■ Exercise set ■
[1] Condense the paragraph of the article on airline disruptions that begins "Eisenberg's refund went through" into a short bulleted list that keeps its main facts.
[2] Reproduce word for word the part of the article on airline disruptions that opens with the words containing "The pair scrambled" and closes with "bill to Southwest.".
[3] Name every person identified by name in the article on airline disruptions.

■ Document section ■
The pair scrambled for a solution. They couldn’t extend their VRBO rental, and they needed to get home. “I was on hold [with Southwest] for three hours, and I never got through,” Cline said. Southwest’s first flight available was days later, so the pair booked a return flight on a different airline and gave the bill to Southwest.

Eisenberg’s refund went through. Cline’s didn’t. “The amount is $399.60,” Eisenberg said. “We’re stuck, and it’s a frustration.” Travelers across the country are facing frustration more often. “For the last 18 months, if you go back to the fall of 2021, every major holiday, every major travel period--a lot of those have been a mess,” said Teresa Murray, a consumer watchdog from the U.S. Public Interest Research Group. “Sometimes it’s just one or two airlines. Sometimes it’s more than just one, but it’s never the same one. They’ve all had their share of problems.” Murray says staffing issues are contributing to the higher-than-usual number of flight cancelations and delays. “Most airlines are only at about 75% of staffing overall,” she said.

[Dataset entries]
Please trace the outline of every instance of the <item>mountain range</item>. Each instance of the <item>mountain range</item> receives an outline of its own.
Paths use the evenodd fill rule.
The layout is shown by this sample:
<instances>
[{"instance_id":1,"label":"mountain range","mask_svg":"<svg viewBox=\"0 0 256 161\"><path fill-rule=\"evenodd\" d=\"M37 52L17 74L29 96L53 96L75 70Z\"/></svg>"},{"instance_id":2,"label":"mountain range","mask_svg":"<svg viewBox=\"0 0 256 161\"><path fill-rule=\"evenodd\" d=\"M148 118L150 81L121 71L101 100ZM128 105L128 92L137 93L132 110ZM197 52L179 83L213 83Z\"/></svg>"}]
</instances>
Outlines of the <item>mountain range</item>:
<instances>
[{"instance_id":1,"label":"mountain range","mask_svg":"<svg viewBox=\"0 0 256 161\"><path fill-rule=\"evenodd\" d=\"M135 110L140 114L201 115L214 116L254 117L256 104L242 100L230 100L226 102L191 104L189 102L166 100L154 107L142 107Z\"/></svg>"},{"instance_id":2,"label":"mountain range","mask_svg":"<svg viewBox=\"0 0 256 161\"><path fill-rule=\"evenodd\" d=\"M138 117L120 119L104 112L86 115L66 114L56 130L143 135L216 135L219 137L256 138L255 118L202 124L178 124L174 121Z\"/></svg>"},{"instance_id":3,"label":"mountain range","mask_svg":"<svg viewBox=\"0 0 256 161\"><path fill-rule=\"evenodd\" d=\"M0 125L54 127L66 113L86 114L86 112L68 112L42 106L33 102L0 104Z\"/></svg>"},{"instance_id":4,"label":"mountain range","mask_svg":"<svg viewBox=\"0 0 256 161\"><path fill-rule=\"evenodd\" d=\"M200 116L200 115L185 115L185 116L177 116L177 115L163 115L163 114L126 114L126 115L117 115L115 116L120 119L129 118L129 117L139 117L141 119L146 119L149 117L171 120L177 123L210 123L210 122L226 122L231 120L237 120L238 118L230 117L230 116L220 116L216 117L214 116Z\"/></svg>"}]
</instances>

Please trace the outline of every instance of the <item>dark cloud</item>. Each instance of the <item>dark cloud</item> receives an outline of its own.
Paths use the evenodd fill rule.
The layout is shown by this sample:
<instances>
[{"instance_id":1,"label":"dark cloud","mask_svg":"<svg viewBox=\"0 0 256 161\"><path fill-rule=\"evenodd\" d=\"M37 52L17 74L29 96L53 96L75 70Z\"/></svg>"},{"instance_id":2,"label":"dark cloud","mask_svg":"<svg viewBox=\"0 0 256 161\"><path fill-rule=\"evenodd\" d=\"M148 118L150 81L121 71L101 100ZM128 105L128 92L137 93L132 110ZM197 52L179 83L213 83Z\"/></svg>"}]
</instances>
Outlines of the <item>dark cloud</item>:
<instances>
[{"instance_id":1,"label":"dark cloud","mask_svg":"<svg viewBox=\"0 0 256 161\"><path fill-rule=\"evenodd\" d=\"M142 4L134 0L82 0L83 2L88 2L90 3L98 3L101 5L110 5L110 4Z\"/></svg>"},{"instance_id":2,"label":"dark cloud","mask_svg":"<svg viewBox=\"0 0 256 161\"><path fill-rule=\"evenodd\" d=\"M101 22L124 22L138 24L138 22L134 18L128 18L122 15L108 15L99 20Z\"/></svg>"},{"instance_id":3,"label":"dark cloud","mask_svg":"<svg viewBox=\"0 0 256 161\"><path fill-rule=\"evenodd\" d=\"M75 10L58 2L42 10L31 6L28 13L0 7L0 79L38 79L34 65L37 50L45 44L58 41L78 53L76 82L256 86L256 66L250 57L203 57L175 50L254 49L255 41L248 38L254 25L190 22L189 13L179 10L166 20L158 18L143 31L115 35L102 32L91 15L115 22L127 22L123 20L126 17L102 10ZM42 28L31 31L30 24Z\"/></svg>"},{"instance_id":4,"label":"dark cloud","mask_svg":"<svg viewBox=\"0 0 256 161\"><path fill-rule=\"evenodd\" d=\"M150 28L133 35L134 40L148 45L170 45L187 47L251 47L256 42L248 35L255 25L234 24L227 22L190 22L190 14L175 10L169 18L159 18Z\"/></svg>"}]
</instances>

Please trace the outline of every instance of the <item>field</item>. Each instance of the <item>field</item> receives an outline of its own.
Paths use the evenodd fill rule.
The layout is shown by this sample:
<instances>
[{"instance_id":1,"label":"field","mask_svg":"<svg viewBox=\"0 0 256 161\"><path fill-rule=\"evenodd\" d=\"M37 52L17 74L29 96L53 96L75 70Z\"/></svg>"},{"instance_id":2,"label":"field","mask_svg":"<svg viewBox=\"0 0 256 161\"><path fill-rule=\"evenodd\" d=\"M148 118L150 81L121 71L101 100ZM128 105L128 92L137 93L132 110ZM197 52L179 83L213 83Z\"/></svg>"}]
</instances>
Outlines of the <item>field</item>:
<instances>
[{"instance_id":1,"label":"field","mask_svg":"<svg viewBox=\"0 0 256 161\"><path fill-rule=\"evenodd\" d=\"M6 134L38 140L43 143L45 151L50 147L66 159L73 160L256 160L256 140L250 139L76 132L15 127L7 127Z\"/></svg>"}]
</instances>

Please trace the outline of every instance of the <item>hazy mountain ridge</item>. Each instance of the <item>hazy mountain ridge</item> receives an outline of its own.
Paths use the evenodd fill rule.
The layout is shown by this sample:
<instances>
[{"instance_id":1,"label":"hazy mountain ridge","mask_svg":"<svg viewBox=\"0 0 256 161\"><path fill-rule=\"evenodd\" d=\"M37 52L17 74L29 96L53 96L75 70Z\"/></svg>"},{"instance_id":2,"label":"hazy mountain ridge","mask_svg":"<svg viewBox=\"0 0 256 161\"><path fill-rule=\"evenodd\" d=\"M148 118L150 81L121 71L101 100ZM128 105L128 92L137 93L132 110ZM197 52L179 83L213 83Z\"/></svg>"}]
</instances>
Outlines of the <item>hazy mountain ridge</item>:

■ Expected outputs ■
[1]
- Eisenberg's refund was processed, but Cline's was not.
- Eisenberg gave the amount as $399.60 and said they were stuck and frustrated.
- Travelers across the country are running into such frustration more often.
- Teresa Murray, a consumer watchdog from the U.S. Public Interest Research Group, said that since fall 2021 many major holidays and travel periods have been a mess. She said the trouble has hit different airlines at different times, and all of them have had problems.
- Murray says staffing issues contribute to the higher-than-usual number of cancelations and delays. She said most airlines are at only about 75% of overall staffing.

[2]
The pair scrambled for a solution. They couldn’t extend their VRBO rental, and they needed to get home. “I was on hold [with Southwest] for three hours, and I never got through,” Cline said. Southwest’s first flight available was days later, so the pair booked a return flight on a different airline and gave the bill to Southwest.

[3]
- Cline
- Eisenberg
- Teresa Murray